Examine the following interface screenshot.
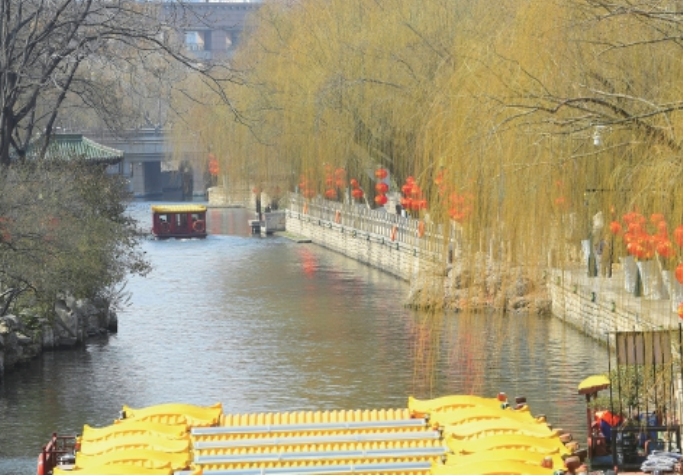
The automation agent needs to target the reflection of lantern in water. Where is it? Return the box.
[375,182,389,195]
[299,248,318,276]
[609,221,621,235]
[657,240,676,258]
[674,225,683,247]
[375,169,389,180]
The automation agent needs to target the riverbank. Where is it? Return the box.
[286,201,680,345]
[0,296,118,380]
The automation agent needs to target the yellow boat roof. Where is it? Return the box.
[152,204,206,213]
[55,395,571,474]
[579,375,609,395]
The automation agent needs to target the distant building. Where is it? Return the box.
[162,0,262,60]
[10,133,123,166]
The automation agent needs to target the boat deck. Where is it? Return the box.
[48,395,572,475]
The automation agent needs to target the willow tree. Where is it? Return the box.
[171,0,470,199]
[175,0,683,302]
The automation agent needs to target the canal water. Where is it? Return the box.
[0,202,607,474]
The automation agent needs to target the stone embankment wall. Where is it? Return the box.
[286,197,448,281]
[0,296,118,380]
[286,197,680,346]
[286,196,550,314]
[548,267,680,346]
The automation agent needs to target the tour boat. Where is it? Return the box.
[38,393,578,476]
[152,205,206,239]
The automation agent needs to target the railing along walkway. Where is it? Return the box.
[288,194,460,263]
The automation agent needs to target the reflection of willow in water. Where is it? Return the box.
[411,313,444,397]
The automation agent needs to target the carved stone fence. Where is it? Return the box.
[286,194,458,280]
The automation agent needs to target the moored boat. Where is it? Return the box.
[152,205,207,239]
[38,395,574,475]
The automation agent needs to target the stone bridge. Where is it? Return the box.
[78,0,261,199]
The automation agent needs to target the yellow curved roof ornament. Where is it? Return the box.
[80,433,190,456]
[429,405,538,426]
[52,464,173,476]
[444,449,564,469]
[123,403,223,427]
[408,395,501,414]
[81,419,188,442]
[431,460,553,475]
[75,450,190,474]
[443,418,560,440]
[446,434,570,455]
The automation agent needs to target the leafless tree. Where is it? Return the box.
[0,0,242,166]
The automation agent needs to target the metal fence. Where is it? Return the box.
[289,193,460,263]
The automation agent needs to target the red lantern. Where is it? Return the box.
[657,220,669,238]
[674,225,683,247]
[375,169,389,180]
[375,182,389,195]
[650,213,664,224]
[609,221,621,235]
[657,240,676,258]
[209,154,218,176]
[674,263,683,284]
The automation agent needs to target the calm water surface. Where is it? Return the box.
[0,203,607,474]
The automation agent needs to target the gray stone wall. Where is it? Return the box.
[548,268,680,345]
[286,211,446,281]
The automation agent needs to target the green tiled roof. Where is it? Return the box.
[12,134,123,164]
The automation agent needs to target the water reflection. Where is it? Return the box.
[0,203,606,474]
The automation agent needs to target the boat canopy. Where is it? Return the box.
[152,205,206,213]
[579,375,609,395]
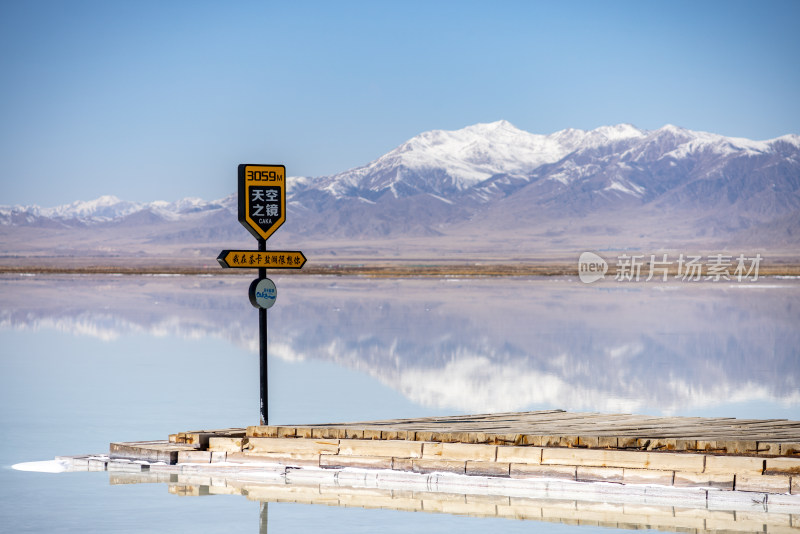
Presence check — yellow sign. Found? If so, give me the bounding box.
[239,164,286,239]
[217,250,306,269]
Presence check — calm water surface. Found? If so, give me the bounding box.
[0,276,800,532]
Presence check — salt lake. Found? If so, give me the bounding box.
[0,275,800,532]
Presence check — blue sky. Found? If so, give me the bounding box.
[0,0,800,206]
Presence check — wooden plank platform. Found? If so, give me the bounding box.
[108,410,800,500]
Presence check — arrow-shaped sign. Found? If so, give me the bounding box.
[217,250,306,269]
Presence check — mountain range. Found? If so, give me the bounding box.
[0,121,800,259]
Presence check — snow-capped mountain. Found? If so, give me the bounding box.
[0,121,800,258]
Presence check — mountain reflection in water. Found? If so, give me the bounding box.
[0,276,800,414]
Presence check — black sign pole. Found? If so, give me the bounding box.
[258,239,269,425]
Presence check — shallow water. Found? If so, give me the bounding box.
[0,276,800,532]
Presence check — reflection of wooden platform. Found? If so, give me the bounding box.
[103,470,800,534]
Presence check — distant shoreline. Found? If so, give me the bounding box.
[0,258,800,280]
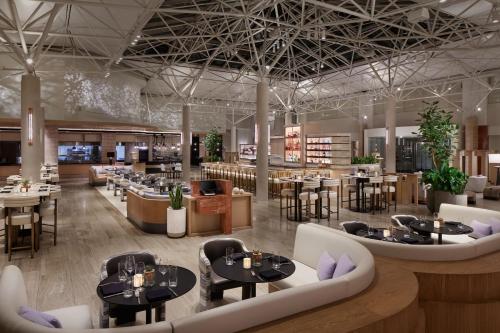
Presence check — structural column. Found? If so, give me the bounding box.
[255,80,269,201]
[182,104,191,182]
[21,74,45,182]
[385,95,396,173]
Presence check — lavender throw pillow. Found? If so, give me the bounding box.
[316,251,336,281]
[333,253,356,278]
[470,220,492,236]
[18,305,62,328]
[486,217,500,234]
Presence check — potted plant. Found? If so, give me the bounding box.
[417,102,468,212]
[203,128,222,162]
[21,178,30,192]
[167,185,186,238]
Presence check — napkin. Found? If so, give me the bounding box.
[146,288,173,303]
[259,269,281,280]
[399,237,418,244]
[101,283,123,297]
[233,253,246,260]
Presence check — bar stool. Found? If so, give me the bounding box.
[4,196,40,261]
[382,175,398,212]
[299,179,321,222]
[363,176,384,214]
[40,187,62,246]
[319,179,340,221]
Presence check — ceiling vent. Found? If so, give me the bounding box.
[407,7,430,24]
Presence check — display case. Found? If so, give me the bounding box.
[285,125,302,164]
[306,134,351,165]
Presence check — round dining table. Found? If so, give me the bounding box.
[212,253,295,299]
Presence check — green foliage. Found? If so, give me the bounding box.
[418,102,458,169]
[168,185,182,209]
[203,128,222,162]
[351,155,378,164]
[422,164,469,194]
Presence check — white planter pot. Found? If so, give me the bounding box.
[167,207,186,238]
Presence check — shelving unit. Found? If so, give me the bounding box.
[285,125,302,164]
[306,134,351,165]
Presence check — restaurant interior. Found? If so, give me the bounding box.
[0,0,500,333]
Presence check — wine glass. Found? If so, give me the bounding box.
[158,265,167,287]
[118,261,127,282]
[125,256,135,276]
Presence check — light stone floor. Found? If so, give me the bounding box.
[0,179,500,326]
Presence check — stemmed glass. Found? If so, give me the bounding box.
[158,265,167,287]
[125,256,135,276]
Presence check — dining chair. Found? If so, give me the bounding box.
[319,179,340,221]
[99,251,156,328]
[199,238,248,310]
[4,196,40,261]
[40,187,62,246]
[382,175,398,212]
[363,176,384,214]
[299,179,321,222]
[340,221,368,235]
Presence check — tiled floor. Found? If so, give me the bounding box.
[0,180,500,325]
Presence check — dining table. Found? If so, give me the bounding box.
[96,265,196,325]
[212,252,295,299]
[0,183,52,253]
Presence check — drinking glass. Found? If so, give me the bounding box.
[158,265,167,287]
[168,266,177,288]
[226,247,234,266]
[118,261,127,282]
[123,276,134,298]
[125,256,135,276]
[272,252,281,269]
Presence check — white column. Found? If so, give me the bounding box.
[231,125,238,153]
[385,95,396,173]
[358,95,373,156]
[21,74,45,182]
[182,104,191,181]
[255,80,269,201]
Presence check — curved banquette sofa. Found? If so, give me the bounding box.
[0,225,396,333]
[338,204,500,332]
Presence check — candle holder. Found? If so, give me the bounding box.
[252,250,262,267]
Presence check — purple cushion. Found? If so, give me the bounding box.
[486,217,500,234]
[316,251,336,281]
[333,253,356,278]
[18,305,62,328]
[470,220,492,236]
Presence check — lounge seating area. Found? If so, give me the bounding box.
[4,0,500,333]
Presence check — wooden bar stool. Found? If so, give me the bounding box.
[4,196,40,261]
[363,176,384,214]
[319,179,340,221]
[382,175,398,212]
[40,188,61,246]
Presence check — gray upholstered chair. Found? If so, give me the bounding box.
[99,251,156,328]
[199,238,248,310]
[340,221,368,235]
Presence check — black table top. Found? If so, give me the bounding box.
[409,220,474,235]
[212,253,295,283]
[356,228,429,245]
[97,266,196,310]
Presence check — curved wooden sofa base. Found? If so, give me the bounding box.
[377,252,500,332]
[244,261,423,333]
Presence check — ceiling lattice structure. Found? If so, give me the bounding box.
[0,0,500,118]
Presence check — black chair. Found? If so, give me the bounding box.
[340,221,368,235]
[199,238,248,309]
[99,251,156,328]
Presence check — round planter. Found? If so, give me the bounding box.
[427,190,467,213]
[167,207,186,238]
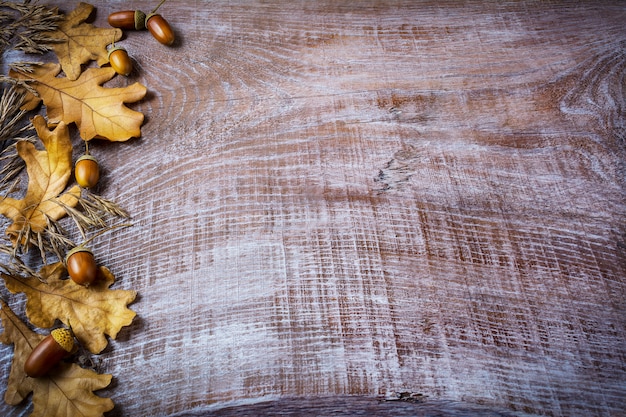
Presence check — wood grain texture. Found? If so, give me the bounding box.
[0,0,626,416]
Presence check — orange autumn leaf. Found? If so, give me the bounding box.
[0,300,114,417]
[0,116,80,243]
[47,3,122,80]
[10,64,147,141]
[2,262,137,353]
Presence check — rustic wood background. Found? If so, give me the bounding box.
[0,0,626,416]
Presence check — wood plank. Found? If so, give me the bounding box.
[0,0,626,416]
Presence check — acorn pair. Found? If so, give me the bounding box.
[109,10,175,45]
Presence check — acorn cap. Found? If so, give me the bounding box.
[135,10,146,30]
[50,328,74,353]
[76,154,98,163]
[106,46,126,60]
[65,246,93,263]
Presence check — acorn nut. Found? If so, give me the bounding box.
[65,246,100,287]
[24,328,74,378]
[146,13,174,45]
[74,155,100,188]
[108,46,133,76]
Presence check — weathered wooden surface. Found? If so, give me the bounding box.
[0,0,626,416]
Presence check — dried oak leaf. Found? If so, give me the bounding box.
[0,300,114,417]
[47,3,122,80]
[9,64,147,142]
[0,116,80,243]
[2,262,137,353]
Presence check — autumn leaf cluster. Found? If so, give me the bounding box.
[0,1,147,417]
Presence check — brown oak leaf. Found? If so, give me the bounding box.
[10,64,147,141]
[0,116,80,243]
[0,300,114,417]
[47,3,122,80]
[2,262,137,353]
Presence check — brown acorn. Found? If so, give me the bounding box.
[146,13,174,45]
[65,246,100,287]
[74,154,100,188]
[109,46,133,76]
[109,10,146,30]
[24,328,74,378]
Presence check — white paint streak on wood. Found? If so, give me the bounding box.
[0,0,626,416]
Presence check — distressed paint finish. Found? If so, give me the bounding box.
[0,0,626,416]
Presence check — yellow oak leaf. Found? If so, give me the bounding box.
[0,116,80,243]
[10,64,147,142]
[2,262,137,353]
[46,3,122,80]
[0,300,114,417]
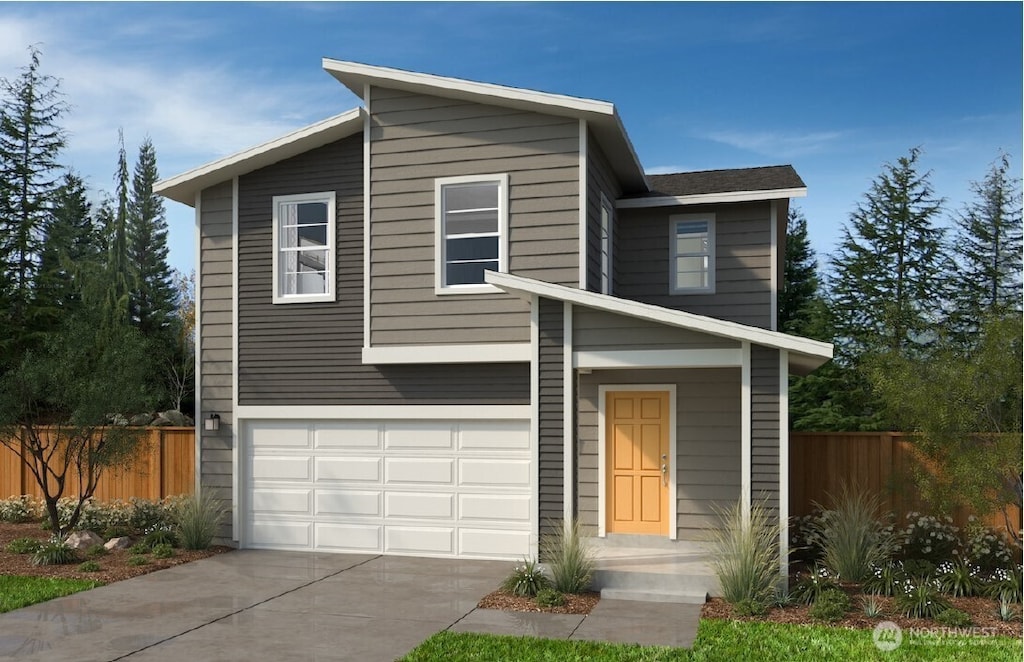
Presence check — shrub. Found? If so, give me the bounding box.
[502,558,551,597]
[0,495,43,524]
[815,485,894,582]
[896,512,959,564]
[793,566,840,605]
[32,540,78,566]
[541,521,595,593]
[732,597,768,617]
[936,558,982,597]
[935,608,971,627]
[534,588,565,608]
[864,561,906,595]
[710,499,779,605]
[895,578,950,618]
[4,538,43,554]
[173,491,225,549]
[809,588,853,623]
[153,542,174,558]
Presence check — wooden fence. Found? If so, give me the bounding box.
[0,427,196,501]
[790,432,1022,530]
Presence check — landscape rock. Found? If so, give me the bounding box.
[65,531,103,549]
[103,536,131,551]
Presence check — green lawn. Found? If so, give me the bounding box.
[0,575,102,614]
[401,619,1022,662]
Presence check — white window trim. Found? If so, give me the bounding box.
[272,191,338,303]
[434,173,509,295]
[669,213,718,294]
[598,193,615,294]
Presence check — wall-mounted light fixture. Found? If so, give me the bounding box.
[203,414,220,432]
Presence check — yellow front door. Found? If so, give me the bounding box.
[604,390,672,535]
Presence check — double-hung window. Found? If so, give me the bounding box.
[434,174,508,293]
[669,214,715,294]
[273,192,336,303]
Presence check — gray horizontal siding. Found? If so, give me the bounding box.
[577,368,741,540]
[234,135,529,405]
[538,299,565,534]
[370,87,580,346]
[572,307,739,351]
[196,181,234,540]
[615,202,772,329]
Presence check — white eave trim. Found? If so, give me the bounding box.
[362,342,530,365]
[484,272,833,365]
[615,187,807,209]
[153,108,362,205]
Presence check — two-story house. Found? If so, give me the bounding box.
[158,59,831,590]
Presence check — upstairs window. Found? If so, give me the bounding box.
[435,175,508,293]
[273,192,335,303]
[669,214,715,294]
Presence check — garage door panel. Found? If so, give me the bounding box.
[316,457,383,483]
[253,455,313,481]
[385,492,455,520]
[314,490,381,518]
[385,457,455,485]
[384,526,455,554]
[313,421,381,449]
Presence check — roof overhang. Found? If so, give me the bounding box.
[154,108,362,207]
[485,272,833,374]
[324,57,650,192]
[615,187,807,209]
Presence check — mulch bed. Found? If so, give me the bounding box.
[700,593,1022,638]
[477,590,601,614]
[0,522,231,583]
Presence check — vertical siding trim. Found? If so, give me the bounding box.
[362,84,373,347]
[769,200,780,331]
[562,301,575,532]
[529,294,541,558]
[739,341,751,522]
[778,349,790,587]
[231,177,239,541]
[193,190,205,494]
[578,120,588,290]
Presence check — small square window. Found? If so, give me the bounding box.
[669,214,715,294]
[273,192,335,303]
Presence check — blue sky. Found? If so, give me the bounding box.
[0,2,1024,271]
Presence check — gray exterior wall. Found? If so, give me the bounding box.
[196,181,233,540]
[615,202,772,329]
[538,298,571,535]
[235,135,529,407]
[572,307,739,351]
[751,345,779,511]
[577,368,741,540]
[370,87,580,346]
[587,133,623,293]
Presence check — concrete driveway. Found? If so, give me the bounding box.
[0,550,511,662]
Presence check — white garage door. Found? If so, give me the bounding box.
[243,420,536,558]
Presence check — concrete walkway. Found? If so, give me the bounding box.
[0,550,699,662]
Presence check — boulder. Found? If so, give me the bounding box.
[103,536,131,551]
[65,531,103,549]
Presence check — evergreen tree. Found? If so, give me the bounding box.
[0,47,68,364]
[127,137,177,342]
[954,154,1022,335]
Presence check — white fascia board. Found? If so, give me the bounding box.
[239,405,530,420]
[153,108,362,205]
[484,272,833,365]
[615,187,807,209]
[572,348,742,370]
[362,342,530,365]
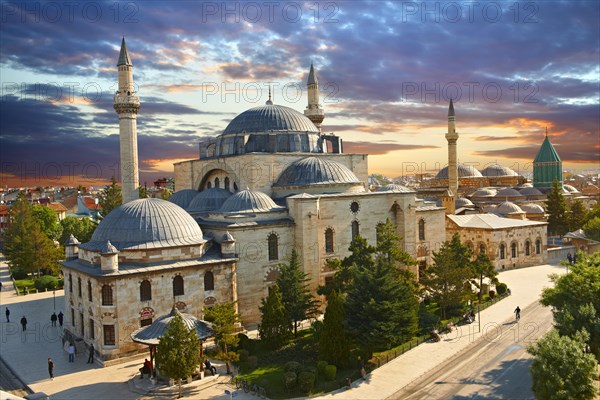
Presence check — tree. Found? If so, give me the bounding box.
══════════
Goal:
Copy out, word for word, every line between the line containing "Presence check — green lawn." and the line containing "[0,522,231,583]", including both of those lines.

Solution:
Presence check — green lawn. Found? If so, give me the bounding box.
[0,575,102,614]
[401,619,1022,662]
Presence check — white window trim. Found? If so, give me the bounding box.
[272,191,338,303]
[434,173,509,295]
[669,213,718,294]
[598,193,615,294]
Presence check — wall-mounted light fixture. Found? If so, give me the bounding box.
[203,414,220,432]
Presence check — yellow front door. Found? If so, give me the bounding box.
[604,390,672,535]
Presence check — double-hung window. Found? If so, give me the bounding box.
[434,174,508,293]
[669,214,715,294]
[273,192,336,303]
Presence check — gray horizontal siding. Found? If so, give me the bounding box.
[577,368,741,540]
[234,135,529,405]
[538,299,565,534]
[370,87,580,346]
[572,307,739,351]
[196,181,234,540]
[615,202,772,329]
Presence check — white eave trim. Found? If so, give me the bounding box.
[362,342,530,365]
[484,272,833,365]
[615,187,807,209]
[153,108,362,205]
Presence check — two-story house. Found? If so, give me the bounding box.
[158,59,831,590]
Presence check — upstairs window. Found? If so, give me the bounding box.
[435,175,508,293]
[273,192,335,303]
[669,214,715,294]
Presence check — garage door panel. Found? If so, give me the bounding box.
[316,457,383,483]
[253,455,313,481]
[385,492,455,520]
[314,490,381,518]
[385,457,455,485]
[384,526,455,554]
[313,421,381,449]
Presence check — roof overhang. Found? If so, give me the bounding box.
[154,108,362,207]
[485,272,833,374]
[324,57,650,192]
[615,187,807,209]
Presence check — mulch bed. Found? If so, give me the bounding box.
[700,593,1022,638]
[477,590,601,614]
[0,522,231,583]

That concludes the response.